AG: Some of the ideas that (Basil) Bunting was laying out, I would like to lay out here because they’re just very interesting. He was saying that, first of all, English poetry was sung up until the 17th century. All the poets wrote for singing including, of all people, John Donne! – Donne was sung. He was put to music by a fellow named Ferrabosco of that era (do you know anything about that?) – Well, apparently Donne was actually sung. Donne is usually taught nowadays as if he… you know.. he has one or two songs, like “Go And Catch A Falling Star”, but, generally, it doesn’t look like it can be sung, but he was actually, and there were composers who delighted in doing it, tho’ they were… there was a kind of singing of that time that was…
Student: Was that after the fact?
AG: No, at the time, contemporary.
Student: No, But I mean, was the poems first and the poets, or was the music..
AG: It was composed by a composer. He was friends with composers. It was close enough that it was actually of the same circle and it was thought of as words for a song. But it was a different kind of singing. Both Ralegh and Donne apparently had songs that were like somber readings, that were more like… that were approaching song, but it wasn’t really a song, but with music… Bunting pointed out that the idea of song of this kind was.. (song as song, like we have with Wyatt), was imported, and that the originator of the… the great cultural center for that was – Lorenzo de’ Medici (what century is he? does anybody know?) Medici – Lorenzo de Medici, I guess fifteenth-century actually, probably. fourteen-something probably….[Editorial note – Lorenzo de’ Medici was born in 1469 and died in 1492] – and that he himself, Lorenzo, sang songs which were, as Bunting describes them, “the “top ten” of their day”, that he himself sang, and was known to go around the streets, (I guess, (in) what was that? – Florence?), and sing, during festivals. And that the tradition of songs that was brought from Europe came to England .

---

**WHAT YOU SHOULD DO**
Set down the entire transcript about Bunting's views on sung English poetry word for word. The lines that come next are from a separate source.

---

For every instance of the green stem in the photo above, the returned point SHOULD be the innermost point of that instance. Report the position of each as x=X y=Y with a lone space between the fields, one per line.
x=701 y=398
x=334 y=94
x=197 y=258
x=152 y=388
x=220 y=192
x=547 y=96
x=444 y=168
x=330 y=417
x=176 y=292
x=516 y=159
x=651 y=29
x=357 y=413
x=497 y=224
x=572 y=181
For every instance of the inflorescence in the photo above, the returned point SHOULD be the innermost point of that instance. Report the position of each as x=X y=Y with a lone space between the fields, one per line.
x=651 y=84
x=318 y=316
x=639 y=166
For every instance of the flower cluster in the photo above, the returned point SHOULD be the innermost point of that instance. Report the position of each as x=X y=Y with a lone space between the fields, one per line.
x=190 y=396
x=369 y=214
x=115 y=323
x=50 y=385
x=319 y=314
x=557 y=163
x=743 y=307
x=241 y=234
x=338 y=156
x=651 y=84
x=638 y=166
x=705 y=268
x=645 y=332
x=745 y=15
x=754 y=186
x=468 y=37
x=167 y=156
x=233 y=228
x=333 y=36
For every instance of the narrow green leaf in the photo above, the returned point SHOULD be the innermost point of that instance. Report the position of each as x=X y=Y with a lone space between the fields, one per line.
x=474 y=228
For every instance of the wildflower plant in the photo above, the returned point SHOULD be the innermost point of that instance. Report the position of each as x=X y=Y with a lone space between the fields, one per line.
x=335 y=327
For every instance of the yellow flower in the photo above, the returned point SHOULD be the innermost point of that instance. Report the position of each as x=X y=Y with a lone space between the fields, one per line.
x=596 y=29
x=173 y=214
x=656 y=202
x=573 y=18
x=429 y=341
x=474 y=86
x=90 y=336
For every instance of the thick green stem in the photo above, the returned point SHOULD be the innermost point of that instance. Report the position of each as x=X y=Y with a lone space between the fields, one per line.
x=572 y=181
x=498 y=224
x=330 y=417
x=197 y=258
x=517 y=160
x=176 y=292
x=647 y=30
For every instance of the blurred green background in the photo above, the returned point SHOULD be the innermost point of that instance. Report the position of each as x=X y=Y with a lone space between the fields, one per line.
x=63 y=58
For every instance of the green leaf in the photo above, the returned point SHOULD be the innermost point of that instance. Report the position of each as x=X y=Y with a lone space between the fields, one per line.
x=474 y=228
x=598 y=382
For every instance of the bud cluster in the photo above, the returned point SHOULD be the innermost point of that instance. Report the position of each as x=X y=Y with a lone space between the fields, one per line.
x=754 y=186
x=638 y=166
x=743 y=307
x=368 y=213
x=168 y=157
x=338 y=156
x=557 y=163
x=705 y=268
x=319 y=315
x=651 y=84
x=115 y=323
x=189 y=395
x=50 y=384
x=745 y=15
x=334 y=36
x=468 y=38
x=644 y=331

---

**WRITTEN SOLUTION**
AG: Some of the ideas that (Basil) Bunting was laying out, I would like to lay out here because they’re just very interesting. He was saying that, first of all, English poetry was sung up until the 17th century. All the poets wrote for singing including, of all people, John Donne! – Donne was sung. He was put to music by a fellow named Ferrabosco of that era (do you know anything about that?) – Well, apparently Donne was actually sung. Donne is usually taught nowadays as if he… you know.. he has one or two songs, like “Go And Catch A Falling Star”, but, generally, it doesn’t look like it can be sung, but he was actually, and there were composers who delighted in doing it, tho’ they were… there was a kind of singing of that time that was…
Student: Was that after the fact?
AG: No, at the time, contemporary.
Student: No, But I mean, was the poems first and the poets, or was the music..
AG: It was composed by a composer. He was friends with composers. It was close enough that it was actually of the same circle and it was thought of as words for a song. But it was a different kind of singing. Both Ralegh and Donne apparently had songs that were like somber readings, that were more like… that were approaching song, but it wasn’t really a song, but with music… Bunting pointed out that the idea of song of this kind was.. (song as song, like we have with Wyatt), was imported, and that the originator of the… the great cultural center for that was – Lorenzo de’ Medici (what century is he? does anybody know?) Medici – Lorenzo de Medici, I guess fifteenth-century actually, probably. fourteen-something probably….[Editorial note – Lorenzo de’ Medici was born in 1469 and died in 1492] – and that he himself, Lorenzo, sang songs which were, as Bunting describes them, “the “top ten” of their day”, that he himself sang, and was known to go around the streets, (I guess, (in) what was that? – Florence?), and sing, during festivals. And that the tradition of songs that was brought from Europe came to England .